■ TASK REQUIREMENTS:
Output exactly the lines below, starting with the line that has "box: [213, 148, 236, 188]" and going on through the line that has "148H233L223 160L221 185L229", both included, and no other lines.

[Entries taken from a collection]
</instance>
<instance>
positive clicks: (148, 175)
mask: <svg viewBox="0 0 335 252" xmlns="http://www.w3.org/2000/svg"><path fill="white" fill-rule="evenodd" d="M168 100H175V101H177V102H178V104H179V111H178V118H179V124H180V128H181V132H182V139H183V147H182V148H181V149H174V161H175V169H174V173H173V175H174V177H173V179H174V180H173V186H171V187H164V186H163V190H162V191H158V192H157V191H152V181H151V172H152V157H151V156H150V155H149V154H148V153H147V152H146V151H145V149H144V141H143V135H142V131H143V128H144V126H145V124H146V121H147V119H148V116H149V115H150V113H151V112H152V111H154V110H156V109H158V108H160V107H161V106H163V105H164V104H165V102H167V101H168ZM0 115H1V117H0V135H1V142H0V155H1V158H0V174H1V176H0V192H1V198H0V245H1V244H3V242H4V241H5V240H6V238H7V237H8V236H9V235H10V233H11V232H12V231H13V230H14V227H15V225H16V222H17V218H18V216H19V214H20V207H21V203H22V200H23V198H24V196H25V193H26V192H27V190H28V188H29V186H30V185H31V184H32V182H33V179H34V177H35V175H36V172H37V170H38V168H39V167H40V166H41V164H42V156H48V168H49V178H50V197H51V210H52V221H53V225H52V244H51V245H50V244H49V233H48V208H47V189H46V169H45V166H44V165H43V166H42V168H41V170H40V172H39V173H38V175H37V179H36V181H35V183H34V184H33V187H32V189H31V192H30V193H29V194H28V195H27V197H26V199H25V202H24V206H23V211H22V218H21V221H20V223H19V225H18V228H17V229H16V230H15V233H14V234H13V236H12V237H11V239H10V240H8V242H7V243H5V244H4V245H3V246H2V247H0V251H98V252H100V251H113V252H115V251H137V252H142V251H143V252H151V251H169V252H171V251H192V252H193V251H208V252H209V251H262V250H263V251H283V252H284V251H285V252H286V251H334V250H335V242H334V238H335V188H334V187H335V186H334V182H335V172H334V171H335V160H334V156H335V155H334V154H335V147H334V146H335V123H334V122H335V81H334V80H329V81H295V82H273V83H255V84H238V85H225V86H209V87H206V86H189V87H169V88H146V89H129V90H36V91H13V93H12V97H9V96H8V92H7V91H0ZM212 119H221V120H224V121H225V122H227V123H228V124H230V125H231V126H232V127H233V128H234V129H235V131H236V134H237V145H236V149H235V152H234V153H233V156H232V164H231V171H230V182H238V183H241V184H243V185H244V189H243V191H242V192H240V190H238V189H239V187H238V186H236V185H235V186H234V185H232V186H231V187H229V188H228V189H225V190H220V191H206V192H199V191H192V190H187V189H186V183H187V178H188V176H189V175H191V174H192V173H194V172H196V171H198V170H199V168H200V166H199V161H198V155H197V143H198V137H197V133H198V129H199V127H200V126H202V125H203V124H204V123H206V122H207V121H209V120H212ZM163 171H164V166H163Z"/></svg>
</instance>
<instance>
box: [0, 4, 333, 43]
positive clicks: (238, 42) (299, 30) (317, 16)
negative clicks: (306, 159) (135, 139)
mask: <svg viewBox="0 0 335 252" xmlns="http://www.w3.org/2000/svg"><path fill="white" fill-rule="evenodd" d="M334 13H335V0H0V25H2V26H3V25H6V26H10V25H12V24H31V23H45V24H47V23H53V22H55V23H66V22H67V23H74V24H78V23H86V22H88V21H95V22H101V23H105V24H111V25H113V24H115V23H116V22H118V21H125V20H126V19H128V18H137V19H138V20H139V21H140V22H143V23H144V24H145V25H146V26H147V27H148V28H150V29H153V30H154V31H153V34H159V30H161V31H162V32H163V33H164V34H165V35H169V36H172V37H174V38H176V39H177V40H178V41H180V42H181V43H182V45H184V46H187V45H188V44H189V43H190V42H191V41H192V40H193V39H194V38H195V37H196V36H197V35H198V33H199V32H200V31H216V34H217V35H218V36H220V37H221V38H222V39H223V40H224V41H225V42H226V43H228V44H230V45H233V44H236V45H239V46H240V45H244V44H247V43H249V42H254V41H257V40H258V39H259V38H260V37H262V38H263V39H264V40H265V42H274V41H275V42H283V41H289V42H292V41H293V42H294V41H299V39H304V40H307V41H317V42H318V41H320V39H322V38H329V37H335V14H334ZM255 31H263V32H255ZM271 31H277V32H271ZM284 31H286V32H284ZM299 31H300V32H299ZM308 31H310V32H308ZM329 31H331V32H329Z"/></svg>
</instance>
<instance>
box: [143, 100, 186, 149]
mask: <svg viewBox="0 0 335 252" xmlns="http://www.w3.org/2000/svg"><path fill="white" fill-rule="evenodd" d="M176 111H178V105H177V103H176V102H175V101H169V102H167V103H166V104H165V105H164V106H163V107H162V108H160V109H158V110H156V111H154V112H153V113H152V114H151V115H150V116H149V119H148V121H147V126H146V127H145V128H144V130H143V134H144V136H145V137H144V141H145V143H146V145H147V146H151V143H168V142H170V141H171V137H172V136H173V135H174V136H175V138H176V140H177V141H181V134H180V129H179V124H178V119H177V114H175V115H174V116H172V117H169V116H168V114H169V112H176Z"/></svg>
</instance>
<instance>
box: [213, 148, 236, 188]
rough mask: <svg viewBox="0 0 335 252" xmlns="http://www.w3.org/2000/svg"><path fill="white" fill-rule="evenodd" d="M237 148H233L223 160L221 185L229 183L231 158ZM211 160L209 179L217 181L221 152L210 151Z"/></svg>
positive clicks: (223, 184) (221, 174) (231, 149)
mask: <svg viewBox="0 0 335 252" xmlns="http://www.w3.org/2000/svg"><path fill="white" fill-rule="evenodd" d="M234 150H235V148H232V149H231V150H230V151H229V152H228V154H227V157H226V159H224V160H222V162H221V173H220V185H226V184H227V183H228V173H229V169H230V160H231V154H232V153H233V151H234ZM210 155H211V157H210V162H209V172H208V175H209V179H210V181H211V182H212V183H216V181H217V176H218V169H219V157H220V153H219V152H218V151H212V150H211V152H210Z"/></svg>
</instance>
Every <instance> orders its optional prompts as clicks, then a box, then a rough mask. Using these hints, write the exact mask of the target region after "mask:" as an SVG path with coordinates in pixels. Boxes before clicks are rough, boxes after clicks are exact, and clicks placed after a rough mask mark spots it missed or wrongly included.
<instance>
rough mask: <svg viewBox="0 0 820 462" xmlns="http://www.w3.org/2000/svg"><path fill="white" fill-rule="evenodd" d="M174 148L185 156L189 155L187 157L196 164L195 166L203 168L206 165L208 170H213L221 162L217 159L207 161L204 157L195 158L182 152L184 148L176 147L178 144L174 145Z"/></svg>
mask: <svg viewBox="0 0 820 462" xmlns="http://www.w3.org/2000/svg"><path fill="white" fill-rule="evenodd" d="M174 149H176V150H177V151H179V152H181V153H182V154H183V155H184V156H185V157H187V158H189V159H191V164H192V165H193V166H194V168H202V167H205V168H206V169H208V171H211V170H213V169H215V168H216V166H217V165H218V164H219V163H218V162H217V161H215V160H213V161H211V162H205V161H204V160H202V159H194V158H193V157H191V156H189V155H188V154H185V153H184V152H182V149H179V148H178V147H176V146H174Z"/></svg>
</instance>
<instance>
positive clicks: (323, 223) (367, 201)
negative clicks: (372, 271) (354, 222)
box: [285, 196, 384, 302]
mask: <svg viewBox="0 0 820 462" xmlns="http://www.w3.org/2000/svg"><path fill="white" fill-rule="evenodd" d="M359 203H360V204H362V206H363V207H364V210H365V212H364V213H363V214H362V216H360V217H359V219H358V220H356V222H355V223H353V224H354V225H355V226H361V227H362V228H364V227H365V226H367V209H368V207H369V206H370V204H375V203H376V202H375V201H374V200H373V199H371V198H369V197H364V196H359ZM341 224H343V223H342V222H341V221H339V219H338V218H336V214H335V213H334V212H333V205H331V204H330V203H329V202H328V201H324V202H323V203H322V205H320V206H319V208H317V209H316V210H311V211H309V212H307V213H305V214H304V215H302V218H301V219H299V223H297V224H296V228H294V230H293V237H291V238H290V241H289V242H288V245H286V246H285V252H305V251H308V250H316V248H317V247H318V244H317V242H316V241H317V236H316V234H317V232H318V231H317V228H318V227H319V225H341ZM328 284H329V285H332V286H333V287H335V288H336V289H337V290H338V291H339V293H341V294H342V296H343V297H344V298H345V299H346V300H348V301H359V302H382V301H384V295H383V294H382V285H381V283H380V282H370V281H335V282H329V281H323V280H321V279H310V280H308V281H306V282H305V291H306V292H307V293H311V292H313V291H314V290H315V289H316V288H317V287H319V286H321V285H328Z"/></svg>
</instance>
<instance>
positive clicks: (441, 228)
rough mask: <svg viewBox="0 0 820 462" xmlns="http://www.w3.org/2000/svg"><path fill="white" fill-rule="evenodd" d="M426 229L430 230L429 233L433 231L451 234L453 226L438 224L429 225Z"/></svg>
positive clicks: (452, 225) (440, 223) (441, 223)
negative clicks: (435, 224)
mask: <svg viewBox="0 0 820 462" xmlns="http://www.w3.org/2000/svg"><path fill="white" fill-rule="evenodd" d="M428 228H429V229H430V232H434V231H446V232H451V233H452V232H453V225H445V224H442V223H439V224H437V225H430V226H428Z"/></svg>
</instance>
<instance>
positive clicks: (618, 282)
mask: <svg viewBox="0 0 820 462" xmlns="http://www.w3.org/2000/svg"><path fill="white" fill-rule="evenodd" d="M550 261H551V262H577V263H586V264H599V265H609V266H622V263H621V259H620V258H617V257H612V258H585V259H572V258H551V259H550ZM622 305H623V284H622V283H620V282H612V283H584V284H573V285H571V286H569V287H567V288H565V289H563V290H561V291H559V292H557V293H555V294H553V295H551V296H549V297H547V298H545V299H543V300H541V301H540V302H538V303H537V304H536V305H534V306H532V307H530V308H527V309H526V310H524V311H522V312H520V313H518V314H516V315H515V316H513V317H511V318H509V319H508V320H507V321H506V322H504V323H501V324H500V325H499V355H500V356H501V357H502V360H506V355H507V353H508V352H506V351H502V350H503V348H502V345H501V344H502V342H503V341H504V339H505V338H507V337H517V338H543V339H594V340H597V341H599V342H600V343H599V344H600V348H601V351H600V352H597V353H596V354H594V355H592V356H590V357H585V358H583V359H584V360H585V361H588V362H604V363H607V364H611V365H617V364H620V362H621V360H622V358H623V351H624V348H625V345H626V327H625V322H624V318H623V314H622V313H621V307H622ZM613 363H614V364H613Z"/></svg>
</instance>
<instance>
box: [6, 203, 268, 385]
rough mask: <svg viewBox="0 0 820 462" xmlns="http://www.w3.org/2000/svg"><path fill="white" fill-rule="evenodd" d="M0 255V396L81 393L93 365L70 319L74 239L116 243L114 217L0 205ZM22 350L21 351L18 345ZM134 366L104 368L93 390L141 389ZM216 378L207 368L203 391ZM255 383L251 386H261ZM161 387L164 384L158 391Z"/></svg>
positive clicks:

■ FINAL ANSWER:
box: [213, 148, 236, 188]
rough mask: <svg viewBox="0 0 335 252" xmlns="http://www.w3.org/2000/svg"><path fill="white" fill-rule="evenodd" d="M237 148H233L223 160L221 185L229 183L231 158ZM211 160L209 179L217 181L221 152L210 151Z"/></svg>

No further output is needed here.